▶ [Objective]:
Rescale the listing below by writing out every line of it again, without the pictures, and multiplying each x and y coordinate in the answers by 1.1. Round the results to whole numbers, with halves rounded up.

Entries from a pointing dataset
---
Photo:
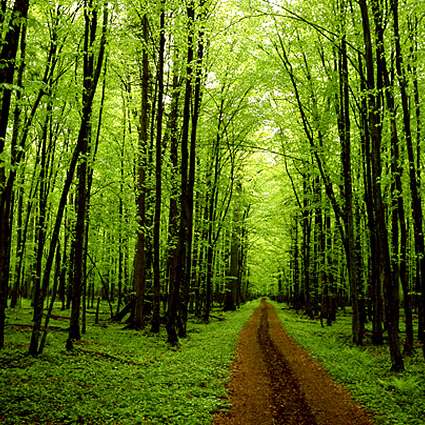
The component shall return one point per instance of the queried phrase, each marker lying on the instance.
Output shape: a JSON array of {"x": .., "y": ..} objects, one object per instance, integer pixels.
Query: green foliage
[
  {"x": 396, "y": 398},
  {"x": 119, "y": 377}
]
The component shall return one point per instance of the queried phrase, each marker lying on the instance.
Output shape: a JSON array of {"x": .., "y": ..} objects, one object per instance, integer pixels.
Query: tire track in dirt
[
  {"x": 289, "y": 404},
  {"x": 276, "y": 382}
]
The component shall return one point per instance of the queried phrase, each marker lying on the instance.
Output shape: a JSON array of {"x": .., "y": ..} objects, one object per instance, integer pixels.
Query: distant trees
[
  {"x": 101, "y": 176},
  {"x": 348, "y": 85},
  {"x": 141, "y": 147}
]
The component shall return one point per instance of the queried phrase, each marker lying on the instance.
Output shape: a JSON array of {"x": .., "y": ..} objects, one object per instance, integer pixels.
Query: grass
---
▶ [Response for this exercise]:
Photo:
The component shall return one point per instance of the queried phrase, each marker lying on the instance.
Output shape: a JSON array of {"x": .., "y": ..} objects, one object per instance, integer pixels.
Query: green foliage
[
  {"x": 436, "y": 438},
  {"x": 131, "y": 415}
]
The component shall return one point per instance of the queried phrase, each marker lying on the instance.
Output shape: a JSON array of {"x": .., "y": ..} objects, one object per instance, integer pixels.
Query: tire track in dirt
[
  {"x": 318, "y": 444},
  {"x": 304, "y": 420}
]
The component shall return one point per instance of the queried phrase, each marker lying on the instance.
Output shape: a JSON array of {"x": .., "y": ..} objects, one object per instance, integer pixels.
Query: distant trees
[
  {"x": 111, "y": 194},
  {"x": 383, "y": 94},
  {"x": 155, "y": 162}
]
The component shall return one point per instance of the queried phrase, each marker lying on the instance.
Output shape: a JSON array of {"x": .., "y": ..} objects, one object per instance, integer pixels.
Query: grass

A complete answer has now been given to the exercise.